Output the lines of the listing below as a Markdown table with columns "Row" and "Line," starting with the line containing "Wildlife camera triggered. A distant mountain may" and going on through the line containing "(35, 113), (273, 185)". Skip blank lines.

==================================================

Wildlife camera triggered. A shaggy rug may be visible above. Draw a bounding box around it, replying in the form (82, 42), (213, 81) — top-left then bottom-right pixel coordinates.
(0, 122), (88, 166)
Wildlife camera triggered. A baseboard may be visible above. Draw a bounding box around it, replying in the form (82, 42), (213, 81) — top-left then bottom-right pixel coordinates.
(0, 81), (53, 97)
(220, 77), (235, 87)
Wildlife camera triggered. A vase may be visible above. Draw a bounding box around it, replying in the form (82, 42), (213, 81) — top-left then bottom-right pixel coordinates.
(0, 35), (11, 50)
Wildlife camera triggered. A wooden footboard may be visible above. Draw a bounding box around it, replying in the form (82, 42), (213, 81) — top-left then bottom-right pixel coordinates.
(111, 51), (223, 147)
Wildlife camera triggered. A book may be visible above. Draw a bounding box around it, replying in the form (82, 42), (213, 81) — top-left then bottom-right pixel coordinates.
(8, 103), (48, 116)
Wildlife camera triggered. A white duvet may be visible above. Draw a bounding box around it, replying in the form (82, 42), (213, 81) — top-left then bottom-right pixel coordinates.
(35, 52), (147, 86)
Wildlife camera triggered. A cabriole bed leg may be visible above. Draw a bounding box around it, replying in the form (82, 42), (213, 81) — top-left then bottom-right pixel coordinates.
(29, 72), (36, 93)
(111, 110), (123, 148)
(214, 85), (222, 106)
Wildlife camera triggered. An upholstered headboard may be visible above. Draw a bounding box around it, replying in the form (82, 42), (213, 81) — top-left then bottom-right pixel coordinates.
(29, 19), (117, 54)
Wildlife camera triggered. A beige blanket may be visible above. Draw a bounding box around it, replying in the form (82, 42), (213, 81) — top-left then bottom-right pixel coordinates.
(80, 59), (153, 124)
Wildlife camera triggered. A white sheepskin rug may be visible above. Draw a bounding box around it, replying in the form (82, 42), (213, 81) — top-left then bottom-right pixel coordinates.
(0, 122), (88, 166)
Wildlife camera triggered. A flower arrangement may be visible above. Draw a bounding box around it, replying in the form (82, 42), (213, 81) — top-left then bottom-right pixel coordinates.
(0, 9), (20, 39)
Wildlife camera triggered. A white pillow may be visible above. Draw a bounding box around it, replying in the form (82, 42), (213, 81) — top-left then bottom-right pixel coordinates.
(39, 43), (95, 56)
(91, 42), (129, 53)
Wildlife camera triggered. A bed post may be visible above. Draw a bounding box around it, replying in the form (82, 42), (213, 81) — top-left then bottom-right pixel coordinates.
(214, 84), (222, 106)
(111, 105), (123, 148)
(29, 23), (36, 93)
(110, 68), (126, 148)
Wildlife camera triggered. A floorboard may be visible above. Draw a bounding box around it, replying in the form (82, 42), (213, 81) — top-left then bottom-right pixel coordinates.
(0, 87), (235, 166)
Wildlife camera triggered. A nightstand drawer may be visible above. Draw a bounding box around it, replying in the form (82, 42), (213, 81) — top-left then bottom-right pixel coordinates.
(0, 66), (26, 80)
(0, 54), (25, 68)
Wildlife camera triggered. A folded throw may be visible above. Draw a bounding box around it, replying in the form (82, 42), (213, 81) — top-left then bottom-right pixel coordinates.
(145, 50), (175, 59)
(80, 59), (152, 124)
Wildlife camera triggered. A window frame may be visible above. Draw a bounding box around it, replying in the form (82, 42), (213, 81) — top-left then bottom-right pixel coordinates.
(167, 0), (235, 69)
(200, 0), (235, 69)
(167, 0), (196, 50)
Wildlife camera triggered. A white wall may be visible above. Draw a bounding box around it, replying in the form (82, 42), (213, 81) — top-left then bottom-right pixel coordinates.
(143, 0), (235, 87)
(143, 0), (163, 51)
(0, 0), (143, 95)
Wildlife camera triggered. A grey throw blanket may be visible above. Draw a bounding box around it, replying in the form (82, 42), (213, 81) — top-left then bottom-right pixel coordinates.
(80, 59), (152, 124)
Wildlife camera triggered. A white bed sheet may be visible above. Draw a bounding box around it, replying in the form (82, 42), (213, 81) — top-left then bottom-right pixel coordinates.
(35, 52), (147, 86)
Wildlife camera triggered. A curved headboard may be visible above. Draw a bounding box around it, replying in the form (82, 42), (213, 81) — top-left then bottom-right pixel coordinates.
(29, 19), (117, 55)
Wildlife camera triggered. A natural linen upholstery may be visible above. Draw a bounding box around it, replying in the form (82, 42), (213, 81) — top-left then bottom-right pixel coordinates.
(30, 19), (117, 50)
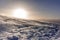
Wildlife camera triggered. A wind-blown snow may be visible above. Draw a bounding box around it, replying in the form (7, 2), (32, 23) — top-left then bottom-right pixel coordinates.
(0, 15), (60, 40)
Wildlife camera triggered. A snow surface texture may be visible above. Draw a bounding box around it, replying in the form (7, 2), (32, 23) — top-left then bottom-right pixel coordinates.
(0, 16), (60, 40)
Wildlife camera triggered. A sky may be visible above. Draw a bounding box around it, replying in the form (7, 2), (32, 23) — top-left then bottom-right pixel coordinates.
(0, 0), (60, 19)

==================================================

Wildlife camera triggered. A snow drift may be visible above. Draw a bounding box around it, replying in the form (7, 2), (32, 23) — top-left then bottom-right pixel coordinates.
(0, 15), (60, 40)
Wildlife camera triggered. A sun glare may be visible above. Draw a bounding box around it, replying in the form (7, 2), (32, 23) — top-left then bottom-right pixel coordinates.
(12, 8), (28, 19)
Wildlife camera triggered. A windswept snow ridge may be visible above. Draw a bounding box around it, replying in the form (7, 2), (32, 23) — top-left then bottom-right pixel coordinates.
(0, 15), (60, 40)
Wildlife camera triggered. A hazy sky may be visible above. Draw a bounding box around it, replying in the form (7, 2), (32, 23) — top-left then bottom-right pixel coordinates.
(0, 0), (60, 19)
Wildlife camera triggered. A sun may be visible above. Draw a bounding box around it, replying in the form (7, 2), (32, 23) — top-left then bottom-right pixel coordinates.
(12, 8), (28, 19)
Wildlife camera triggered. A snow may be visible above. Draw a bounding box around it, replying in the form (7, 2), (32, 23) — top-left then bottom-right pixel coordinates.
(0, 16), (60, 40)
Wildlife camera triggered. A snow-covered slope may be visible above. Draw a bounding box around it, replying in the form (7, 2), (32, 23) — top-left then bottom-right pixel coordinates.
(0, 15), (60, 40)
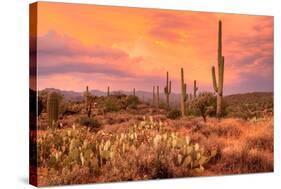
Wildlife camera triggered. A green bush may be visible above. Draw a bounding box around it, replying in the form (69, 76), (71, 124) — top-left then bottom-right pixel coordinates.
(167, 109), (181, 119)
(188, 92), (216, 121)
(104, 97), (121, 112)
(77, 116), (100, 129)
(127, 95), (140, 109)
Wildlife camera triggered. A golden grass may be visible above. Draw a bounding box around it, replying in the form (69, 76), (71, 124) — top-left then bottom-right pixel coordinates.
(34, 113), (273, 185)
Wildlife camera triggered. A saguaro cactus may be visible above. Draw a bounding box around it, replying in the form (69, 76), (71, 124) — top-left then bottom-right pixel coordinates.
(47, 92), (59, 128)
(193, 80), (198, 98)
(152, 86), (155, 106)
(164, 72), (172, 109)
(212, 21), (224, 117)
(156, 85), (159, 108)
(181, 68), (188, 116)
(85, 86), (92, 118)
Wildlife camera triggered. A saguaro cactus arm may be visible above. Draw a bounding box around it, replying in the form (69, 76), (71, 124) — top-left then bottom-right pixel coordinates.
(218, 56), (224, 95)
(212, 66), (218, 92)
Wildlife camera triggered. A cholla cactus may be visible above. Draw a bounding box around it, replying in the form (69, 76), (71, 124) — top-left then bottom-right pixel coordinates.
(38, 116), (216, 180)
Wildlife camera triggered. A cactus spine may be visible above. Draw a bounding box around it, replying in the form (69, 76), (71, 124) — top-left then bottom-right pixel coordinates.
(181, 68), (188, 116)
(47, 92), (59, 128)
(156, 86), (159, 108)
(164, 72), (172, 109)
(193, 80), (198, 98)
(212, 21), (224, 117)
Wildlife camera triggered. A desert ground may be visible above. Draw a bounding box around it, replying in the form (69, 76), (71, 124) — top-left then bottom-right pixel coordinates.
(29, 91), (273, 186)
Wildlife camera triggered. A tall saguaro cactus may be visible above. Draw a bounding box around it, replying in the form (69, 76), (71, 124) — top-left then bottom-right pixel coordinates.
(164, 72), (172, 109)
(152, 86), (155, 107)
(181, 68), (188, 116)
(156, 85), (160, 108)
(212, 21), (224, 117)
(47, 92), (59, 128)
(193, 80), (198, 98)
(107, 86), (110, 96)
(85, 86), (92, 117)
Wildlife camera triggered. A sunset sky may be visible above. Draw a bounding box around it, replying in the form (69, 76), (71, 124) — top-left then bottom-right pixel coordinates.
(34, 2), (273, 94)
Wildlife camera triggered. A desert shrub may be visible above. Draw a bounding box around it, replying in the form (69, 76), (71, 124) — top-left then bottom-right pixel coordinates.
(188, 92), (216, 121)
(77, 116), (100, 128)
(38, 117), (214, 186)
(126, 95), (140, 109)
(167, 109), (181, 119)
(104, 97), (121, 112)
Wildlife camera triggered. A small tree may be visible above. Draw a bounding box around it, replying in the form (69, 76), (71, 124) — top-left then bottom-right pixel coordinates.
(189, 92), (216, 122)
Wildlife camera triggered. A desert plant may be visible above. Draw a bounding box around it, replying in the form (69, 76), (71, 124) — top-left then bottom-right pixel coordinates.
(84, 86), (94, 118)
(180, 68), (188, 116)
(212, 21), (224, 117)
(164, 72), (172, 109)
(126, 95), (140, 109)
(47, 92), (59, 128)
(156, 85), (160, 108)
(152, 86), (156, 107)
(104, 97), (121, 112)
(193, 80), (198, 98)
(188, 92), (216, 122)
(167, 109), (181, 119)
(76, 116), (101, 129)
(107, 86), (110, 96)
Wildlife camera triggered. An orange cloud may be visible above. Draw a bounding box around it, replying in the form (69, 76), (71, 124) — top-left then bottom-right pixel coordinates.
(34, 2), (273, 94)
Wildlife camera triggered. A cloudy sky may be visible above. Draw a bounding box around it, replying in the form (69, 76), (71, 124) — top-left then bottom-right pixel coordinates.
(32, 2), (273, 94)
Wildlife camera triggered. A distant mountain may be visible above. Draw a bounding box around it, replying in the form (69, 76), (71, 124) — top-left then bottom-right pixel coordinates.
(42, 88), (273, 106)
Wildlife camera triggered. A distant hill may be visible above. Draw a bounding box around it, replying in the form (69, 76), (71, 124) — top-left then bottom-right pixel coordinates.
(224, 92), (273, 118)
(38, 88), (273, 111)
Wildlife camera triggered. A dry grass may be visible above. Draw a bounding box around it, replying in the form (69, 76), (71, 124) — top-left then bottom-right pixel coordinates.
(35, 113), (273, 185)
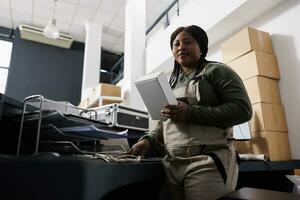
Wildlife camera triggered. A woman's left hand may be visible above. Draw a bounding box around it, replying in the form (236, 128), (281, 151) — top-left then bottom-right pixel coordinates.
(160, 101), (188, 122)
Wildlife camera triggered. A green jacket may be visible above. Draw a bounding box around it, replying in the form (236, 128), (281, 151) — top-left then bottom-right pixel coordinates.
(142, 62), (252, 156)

==================================================

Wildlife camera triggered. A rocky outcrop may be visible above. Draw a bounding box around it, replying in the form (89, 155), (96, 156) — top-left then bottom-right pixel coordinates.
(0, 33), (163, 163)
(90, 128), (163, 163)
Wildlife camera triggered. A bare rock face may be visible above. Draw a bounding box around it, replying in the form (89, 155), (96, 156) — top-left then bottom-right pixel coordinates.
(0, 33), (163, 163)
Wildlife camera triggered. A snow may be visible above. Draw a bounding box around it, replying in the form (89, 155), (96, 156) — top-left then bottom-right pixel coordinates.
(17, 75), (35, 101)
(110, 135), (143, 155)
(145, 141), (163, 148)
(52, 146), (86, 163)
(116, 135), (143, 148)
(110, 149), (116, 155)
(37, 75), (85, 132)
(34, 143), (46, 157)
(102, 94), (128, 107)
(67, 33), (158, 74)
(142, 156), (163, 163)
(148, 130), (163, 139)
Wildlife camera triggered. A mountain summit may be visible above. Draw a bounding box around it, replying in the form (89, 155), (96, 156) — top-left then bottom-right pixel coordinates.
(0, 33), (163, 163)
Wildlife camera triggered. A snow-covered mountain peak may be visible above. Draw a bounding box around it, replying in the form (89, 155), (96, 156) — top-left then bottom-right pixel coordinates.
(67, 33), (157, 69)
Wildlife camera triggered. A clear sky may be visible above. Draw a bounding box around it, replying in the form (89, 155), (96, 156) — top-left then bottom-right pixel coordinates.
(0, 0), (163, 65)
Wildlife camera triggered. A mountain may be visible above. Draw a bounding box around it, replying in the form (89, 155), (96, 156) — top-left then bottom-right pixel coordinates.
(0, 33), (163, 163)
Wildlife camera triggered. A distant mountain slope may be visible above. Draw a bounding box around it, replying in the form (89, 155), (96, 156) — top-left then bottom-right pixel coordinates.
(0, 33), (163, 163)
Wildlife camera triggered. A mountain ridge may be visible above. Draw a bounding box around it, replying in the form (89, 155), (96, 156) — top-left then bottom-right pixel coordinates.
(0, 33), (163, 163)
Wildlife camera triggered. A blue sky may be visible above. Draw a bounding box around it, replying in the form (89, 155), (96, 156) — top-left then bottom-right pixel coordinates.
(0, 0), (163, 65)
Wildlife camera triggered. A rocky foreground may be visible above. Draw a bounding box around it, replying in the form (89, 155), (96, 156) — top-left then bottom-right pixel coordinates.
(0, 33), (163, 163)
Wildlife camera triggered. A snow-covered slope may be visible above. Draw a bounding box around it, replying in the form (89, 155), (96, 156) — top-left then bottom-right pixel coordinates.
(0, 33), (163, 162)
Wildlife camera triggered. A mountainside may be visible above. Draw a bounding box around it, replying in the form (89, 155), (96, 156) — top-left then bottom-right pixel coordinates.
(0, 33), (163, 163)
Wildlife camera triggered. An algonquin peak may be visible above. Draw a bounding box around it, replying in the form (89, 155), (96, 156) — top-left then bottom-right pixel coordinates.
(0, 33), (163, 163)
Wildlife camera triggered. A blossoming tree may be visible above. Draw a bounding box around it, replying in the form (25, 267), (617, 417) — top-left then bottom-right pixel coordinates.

==================================================

# Response to this exercise
| Row | Line |
|---|---|
| 1 | Wildlife camera triggered. A distant mountain may be visible above. Draw a bounding box around it, replying in the form (69, 76), (71, 124) — top-left then bottom-right pixel coordinates. |
| 2 | (42, 88), (273, 106) |
| 3 | Wildlife camera triggered. A distant hill may be visible above. Draw a bounding box around it, replying in the form (69, 76), (71, 124) — top-left then bottom-right pixel coordinates. |
| 4 | (224, 92), (273, 118) |
| 5 | (38, 88), (273, 111) |
| 6 | Wildlife camera triggered. A dry grass may be visible above. Draw a bounding box around it, replying in the form (69, 76), (71, 124) — top-left then bottom-right pixel coordinates. |
| 7 | (35, 113), (273, 185) |